Extract to read
Dale Vince, the chairman of Forest Green Rovers football club has stated that coronavirus and the climate crisis are consequences of how humans produce energy, transport themselves, and consume food.
Speaking at the first edition of the Sport Positive Summit (virtual) held from October(1-2), Dale Vince said: “Three out of four zoonotic viruses come straight out of factory farms, so it’s caused by our diets. It was exacerbated by the rate at which we fly around the world in a crazy fashion, and the mortality rate of the virus was exacerbated by the burning of fossil fuels – you are at much more risk of death if you’ve been exposed to air pollution. Studies have shown that.”
“So these same three things – these fingerprints of the virus crisis – are also responsible for the climate crisis.”
Dwelling on the role of sporting organizations in reducing their carbon footprint, Dale Vince said: “80% of every person’s and organisation’s carbon footprint is related to energy, transport and food, and that addressing those three issues within a club, federation or league was a strong statement of intent.”
He explained the business case of being responsible and sustainable, stating that Forest Green Rovers’ unique brand has helped the club grow closer relationships with fans and sponsors.
He emphasized that several fans had adopted vegan diets and were investing in electric cars and solar panels because of the club’s green credentials. And, despite the pandemic, Vince said that Forest Green Rovers had “doubled its sponsorship” this year. Forest Green Rovers recently signed a stadium naming rights deal with sustainable smoothie maker Innocent.
About Dale Vince
Dale Vince is the chairman of Green Forest Rovers football club in Gloucestershire, England (U.K.)
An award-winning environmentalist and green entrepreneur for more than 25 years, former traveller Dale Vince founded Ecotricity – the world’s first renewable energy company in 1995. From simple beginnings with a single windmill – Ecotricity now powers around 200,000 homes and businesses across Great Britain with 100% green energy from the wind and the sun.
In 2010, Dale saved his local football club Forest Green Rovers from bankruptcy – and quickly set about ensuring the club was compatible with his life-long mission, making key changes to the club on and off the pitch. It was the club’s switch to a plant-based menu for players and fans that first generated global media attention for Forest Green Rovers – who reached the English Football League for the first time in 2017.
Lately, Forest Green Rovers is recognised as the “world’s greenest football club” by the sport’s governing body and was described at COP23 as the “de-facto standard for sustainability in sport” after winning a UN Momentum for Change award for its environmental work.
Dale is now a Climate Champion of the UN’s “Sports for Climate Action” initiative – which aims to bring sporting clubs around the world together with their fans to fight climate change.

Records provided
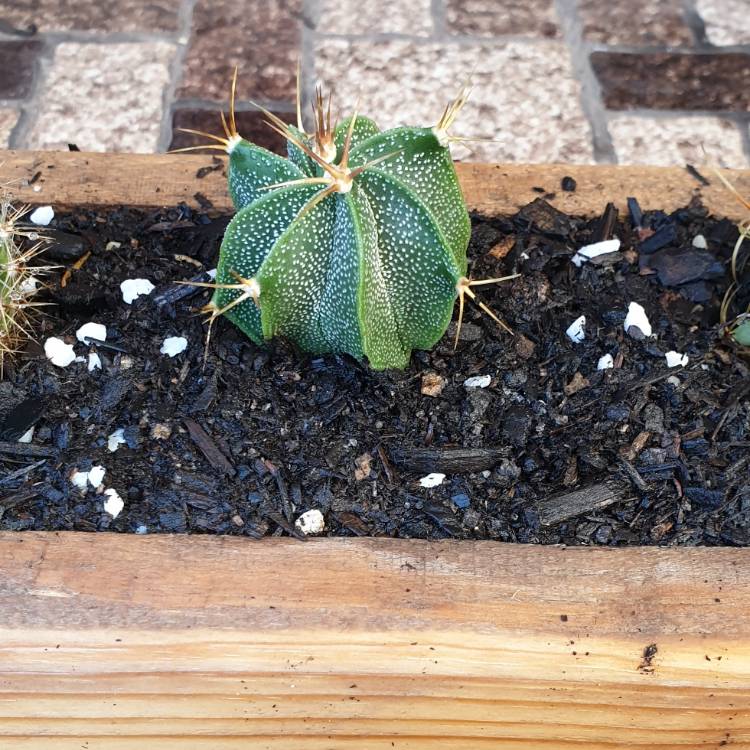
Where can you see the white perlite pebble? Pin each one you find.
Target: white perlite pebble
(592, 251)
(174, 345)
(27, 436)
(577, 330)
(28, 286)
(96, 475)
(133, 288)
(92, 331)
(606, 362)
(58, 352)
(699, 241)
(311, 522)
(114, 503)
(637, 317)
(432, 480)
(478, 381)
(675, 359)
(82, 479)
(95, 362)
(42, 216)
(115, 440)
--
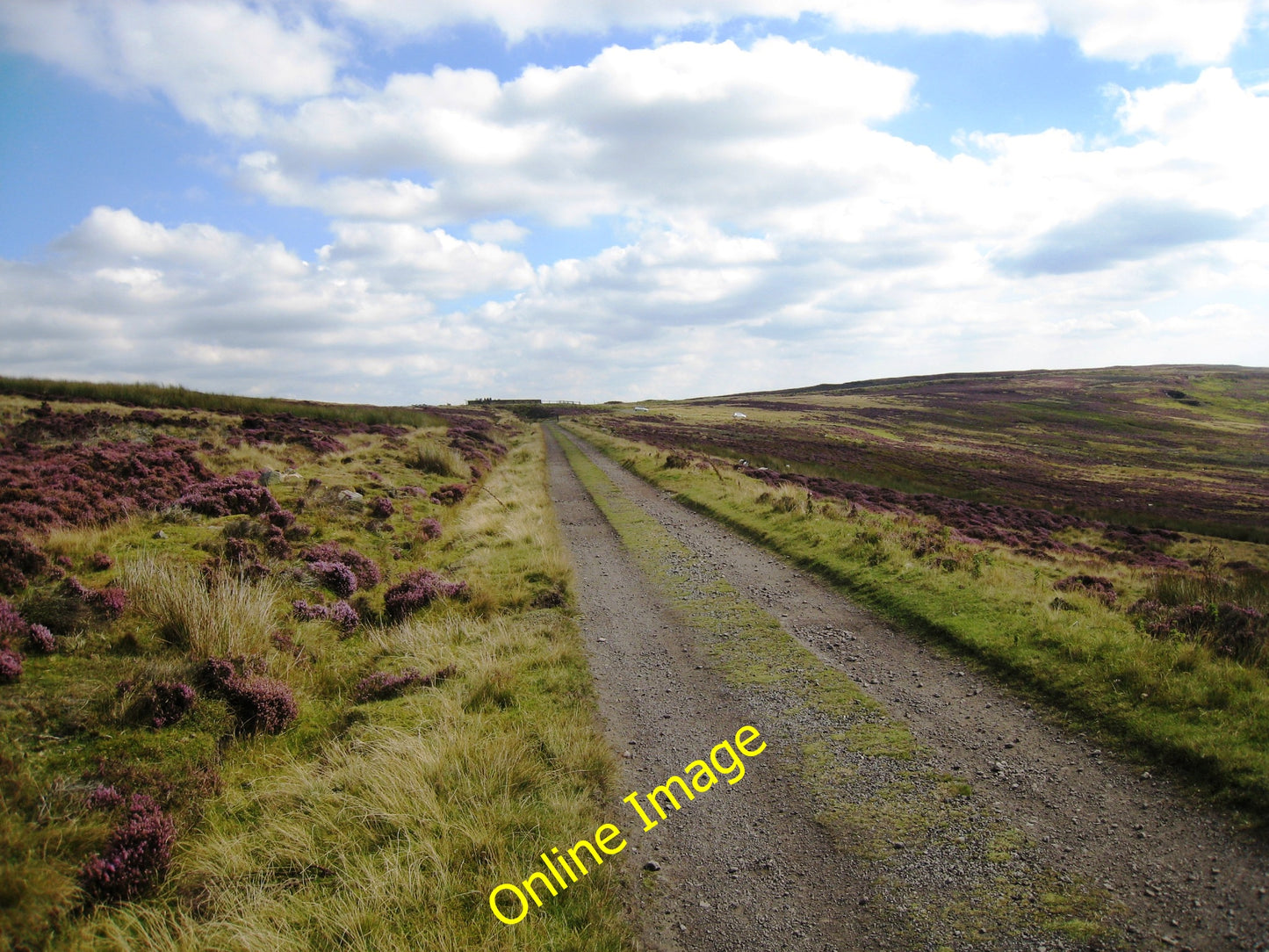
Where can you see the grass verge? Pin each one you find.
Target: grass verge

Aim of the task
From the piece on Dale Vince and Forest Green Rovers, write out word for word the passage that begins with "Dale is now" and ends after "fight climate change.".

Solution below
Dale is now a Climate Champion of the UN’s “Sports for Climate Action” initiative – which aims to bring sporting clubs around the world together with their fans to fight climate change.